** start of Exercise input **
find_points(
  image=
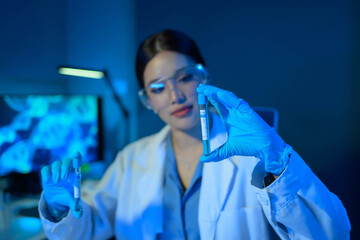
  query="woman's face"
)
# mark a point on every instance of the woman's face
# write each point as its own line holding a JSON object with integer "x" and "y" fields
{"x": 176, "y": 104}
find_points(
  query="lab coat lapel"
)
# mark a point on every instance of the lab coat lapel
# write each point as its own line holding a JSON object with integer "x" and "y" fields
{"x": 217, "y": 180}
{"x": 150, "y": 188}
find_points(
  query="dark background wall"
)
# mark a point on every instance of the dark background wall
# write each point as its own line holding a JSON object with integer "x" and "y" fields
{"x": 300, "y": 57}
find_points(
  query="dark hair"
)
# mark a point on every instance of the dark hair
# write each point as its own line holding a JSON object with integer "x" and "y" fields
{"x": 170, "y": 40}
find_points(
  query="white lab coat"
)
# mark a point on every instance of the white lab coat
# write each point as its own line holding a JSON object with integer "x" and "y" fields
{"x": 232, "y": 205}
** end of Exercise input **
** start of Exercise input **
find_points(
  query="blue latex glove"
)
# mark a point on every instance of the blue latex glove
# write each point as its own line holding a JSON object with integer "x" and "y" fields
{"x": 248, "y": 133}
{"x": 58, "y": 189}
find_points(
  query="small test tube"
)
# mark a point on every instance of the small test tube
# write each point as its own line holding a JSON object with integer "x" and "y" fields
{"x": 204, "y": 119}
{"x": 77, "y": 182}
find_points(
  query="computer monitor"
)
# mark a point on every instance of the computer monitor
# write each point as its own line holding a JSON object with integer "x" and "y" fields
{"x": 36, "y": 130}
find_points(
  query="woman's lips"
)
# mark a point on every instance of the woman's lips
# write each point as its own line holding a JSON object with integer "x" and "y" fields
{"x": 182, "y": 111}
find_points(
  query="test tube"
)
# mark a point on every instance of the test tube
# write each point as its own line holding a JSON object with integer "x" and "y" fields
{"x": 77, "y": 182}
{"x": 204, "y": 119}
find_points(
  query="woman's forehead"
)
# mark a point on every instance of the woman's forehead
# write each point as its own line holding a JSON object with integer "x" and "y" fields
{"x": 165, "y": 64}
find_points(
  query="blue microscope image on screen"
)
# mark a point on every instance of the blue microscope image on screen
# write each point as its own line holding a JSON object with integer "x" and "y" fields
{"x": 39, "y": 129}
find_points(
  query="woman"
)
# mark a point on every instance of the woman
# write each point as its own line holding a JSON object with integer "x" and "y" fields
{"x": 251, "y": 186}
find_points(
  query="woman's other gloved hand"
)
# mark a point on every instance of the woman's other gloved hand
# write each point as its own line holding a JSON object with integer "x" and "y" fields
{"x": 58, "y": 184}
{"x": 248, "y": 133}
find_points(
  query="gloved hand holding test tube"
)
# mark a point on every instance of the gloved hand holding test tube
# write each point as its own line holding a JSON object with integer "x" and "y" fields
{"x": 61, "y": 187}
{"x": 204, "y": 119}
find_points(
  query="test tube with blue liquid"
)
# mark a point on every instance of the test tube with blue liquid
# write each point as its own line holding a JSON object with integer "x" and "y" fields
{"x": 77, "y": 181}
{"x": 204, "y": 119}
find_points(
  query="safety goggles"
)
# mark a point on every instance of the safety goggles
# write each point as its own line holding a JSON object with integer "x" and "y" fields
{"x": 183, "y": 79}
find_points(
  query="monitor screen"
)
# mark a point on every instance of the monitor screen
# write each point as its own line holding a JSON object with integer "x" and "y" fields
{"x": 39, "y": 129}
** end of Exercise input **
- Stated problem
Show each line of the material that contains the string "lapel".

- Solution for this task
  query="lab coat lapel"
# mark a point on every instance of the lab coat lapel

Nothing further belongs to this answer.